Supplied records >>
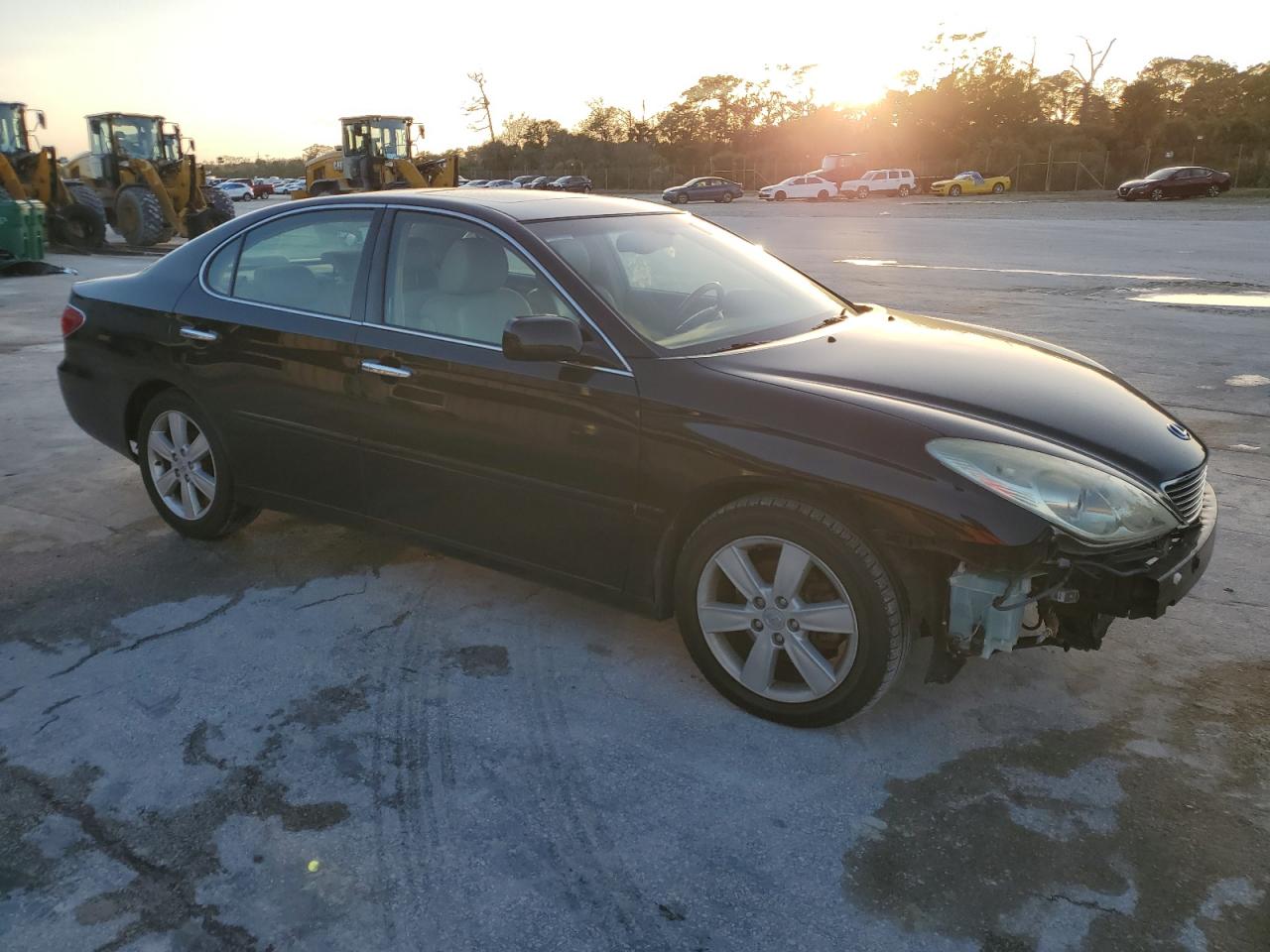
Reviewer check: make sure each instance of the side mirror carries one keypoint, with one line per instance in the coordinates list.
(541, 338)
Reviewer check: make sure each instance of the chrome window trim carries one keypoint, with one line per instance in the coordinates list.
(373, 206)
(483, 345)
(207, 261)
(536, 263)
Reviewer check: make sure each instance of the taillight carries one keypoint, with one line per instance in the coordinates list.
(72, 318)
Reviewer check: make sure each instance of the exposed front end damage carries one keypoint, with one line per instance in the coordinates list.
(1070, 597)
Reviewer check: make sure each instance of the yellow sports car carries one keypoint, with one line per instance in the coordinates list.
(970, 182)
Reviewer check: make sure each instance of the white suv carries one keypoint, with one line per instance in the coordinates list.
(892, 181)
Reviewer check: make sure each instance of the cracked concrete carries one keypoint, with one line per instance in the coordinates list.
(308, 737)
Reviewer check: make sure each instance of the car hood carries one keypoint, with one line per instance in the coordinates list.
(1005, 380)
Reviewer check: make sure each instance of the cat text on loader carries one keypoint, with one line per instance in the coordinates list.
(375, 154)
(150, 188)
(30, 172)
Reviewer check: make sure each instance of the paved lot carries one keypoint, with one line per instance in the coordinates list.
(313, 738)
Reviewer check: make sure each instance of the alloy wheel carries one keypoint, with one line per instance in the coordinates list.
(182, 465)
(778, 619)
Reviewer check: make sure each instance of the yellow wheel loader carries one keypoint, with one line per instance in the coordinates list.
(376, 154)
(72, 211)
(150, 188)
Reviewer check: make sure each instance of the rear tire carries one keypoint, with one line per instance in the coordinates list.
(139, 217)
(190, 480)
(81, 225)
(849, 671)
(220, 204)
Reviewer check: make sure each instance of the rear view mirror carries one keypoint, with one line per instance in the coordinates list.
(643, 243)
(541, 338)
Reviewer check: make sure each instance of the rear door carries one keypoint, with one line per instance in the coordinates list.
(531, 461)
(268, 339)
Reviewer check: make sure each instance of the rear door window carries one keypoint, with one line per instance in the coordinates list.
(308, 262)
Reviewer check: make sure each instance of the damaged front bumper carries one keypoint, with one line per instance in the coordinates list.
(1070, 598)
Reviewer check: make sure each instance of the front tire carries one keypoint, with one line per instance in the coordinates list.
(139, 217)
(792, 583)
(187, 470)
(220, 204)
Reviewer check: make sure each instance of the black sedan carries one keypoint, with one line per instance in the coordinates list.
(636, 400)
(703, 189)
(571, 182)
(1176, 181)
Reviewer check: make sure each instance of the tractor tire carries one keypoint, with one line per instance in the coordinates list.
(220, 204)
(139, 217)
(81, 225)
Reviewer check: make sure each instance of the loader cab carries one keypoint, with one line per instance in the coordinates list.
(377, 136)
(172, 146)
(126, 136)
(13, 128)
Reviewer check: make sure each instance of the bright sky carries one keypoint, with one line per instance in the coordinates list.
(295, 68)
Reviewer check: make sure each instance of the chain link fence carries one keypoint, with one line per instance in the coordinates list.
(1052, 171)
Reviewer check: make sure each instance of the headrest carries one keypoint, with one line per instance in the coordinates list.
(575, 253)
(474, 266)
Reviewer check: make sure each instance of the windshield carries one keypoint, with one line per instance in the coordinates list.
(10, 131)
(385, 137)
(688, 286)
(136, 136)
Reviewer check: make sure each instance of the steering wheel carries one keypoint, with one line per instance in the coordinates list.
(690, 307)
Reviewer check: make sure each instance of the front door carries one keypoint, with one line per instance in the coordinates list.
(268, 339)
(531, 461)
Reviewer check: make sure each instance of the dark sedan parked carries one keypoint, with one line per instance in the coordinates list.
(1176, 181)
(571, 182)
(635, 399)
(703, 189)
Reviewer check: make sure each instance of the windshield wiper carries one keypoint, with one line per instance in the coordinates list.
(839, 316)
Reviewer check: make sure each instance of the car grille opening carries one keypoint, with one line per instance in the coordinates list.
(1187, 494)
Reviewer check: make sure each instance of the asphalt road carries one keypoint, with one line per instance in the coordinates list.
(310, 738)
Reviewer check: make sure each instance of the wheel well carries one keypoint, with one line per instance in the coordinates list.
(699, 507)
(141, 397)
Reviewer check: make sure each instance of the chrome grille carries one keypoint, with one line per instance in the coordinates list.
(1187, 493)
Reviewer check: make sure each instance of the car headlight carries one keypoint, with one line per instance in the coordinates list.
(1089, 503)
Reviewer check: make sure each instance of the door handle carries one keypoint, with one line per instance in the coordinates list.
(385, 370)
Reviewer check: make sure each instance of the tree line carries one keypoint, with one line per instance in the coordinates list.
(980, 103)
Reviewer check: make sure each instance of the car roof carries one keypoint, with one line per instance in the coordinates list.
(513, 202)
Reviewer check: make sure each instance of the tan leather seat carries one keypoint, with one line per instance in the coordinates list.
(471, 298)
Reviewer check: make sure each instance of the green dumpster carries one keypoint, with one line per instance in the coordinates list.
(22, 236)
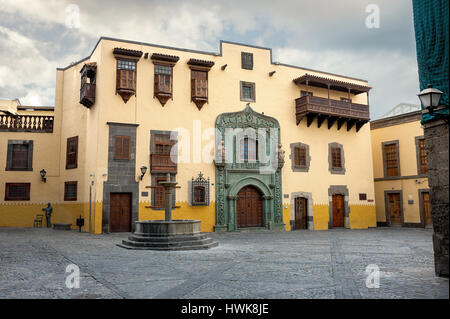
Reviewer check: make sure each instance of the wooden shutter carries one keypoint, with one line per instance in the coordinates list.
(122, 147)
(70, 191)
(19, 159)
(336, 157)
(17, 191)
(72, 152)
(423, 161)
(390, 153)
(300, 156)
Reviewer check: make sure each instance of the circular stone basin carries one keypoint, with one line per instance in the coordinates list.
(167, 228)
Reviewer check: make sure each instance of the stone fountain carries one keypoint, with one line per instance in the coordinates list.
(168, 234)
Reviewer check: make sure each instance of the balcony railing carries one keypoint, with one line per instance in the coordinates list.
(333, 110)
(161, 163)
(87, 94)
(26, 123)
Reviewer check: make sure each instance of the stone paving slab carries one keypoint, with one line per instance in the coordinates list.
(260, 264)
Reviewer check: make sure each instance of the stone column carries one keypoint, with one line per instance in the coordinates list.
(436, 144)
(267, 211)
(232, 226)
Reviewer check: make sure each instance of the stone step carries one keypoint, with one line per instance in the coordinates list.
(186, 243)
(178, 248)
(179, 238)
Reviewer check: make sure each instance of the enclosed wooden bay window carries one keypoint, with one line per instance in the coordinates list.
(126, 75)
(17, 191)
(87, 89)
(163, 78)
(72, 153)
(199, 81)
(160, 154)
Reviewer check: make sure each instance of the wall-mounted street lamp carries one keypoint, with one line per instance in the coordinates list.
(430, 99)
(43, 173)
(143, 171)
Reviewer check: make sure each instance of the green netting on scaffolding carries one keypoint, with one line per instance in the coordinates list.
(432, 44)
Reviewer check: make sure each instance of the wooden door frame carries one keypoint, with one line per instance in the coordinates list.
(386, 206)
(306, 212)
(422, 216)
(131, 209)
(262, 203)
(338, 190)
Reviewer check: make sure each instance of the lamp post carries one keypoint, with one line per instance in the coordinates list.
(43, 173)
(430, 99)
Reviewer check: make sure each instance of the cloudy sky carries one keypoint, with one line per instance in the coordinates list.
(37, 36)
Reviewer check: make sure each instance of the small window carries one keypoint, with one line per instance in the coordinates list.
(249, 149)
(163, 79)
(423, 161)
(19, 155)
(391, 159)
(17, 191)
(248, 91)
(163, 144)
(122, 147)
(126, 75)
(72, 153)
(200, 191)
(247, 60)
(300, 156)
(336, 161)
(199, 84)
(70, 191)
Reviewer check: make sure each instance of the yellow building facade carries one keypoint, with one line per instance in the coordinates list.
(299, 154)
(402, 194)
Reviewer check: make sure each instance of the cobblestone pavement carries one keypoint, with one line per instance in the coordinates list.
(298, 264)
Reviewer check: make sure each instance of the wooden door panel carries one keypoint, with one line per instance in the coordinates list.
(300, 213)
(338, 210)
(426, 208)
(249, 208)
(120, 213)
(395, 210)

Exercise description >> Render the lines of the listing above, starting at the line that contains "Reviewer check: make sure each instance of the front door" and ending at the line that contains "(1187, 494)", as a numbered list. Include both of those lines and leave out any blank lines.

Response >>
1. Reviewer check: make sure each instance of the front door carries one keypoint, with one line per instance in the coordinates list.
2. (268, 339)
3. (531, 461)
4. Reviewer check: make sure each instance of the dark sedan parked carries one keypoint, with one line per instance in the coordinates list.
5. (1176, 181)
6. (571, 182)
7. (635, 399)
8. (703, 189)
9. Reviewer check: make sure each instance of the windshield wiper carries one keypoint, with one line per instance in the coordinates list.
10. (839, 316)
11. Reviewer check: make sure each instance of the car grille opening carries one keypoint, with one line per instance in the coordinates list.
12. (1187, 494)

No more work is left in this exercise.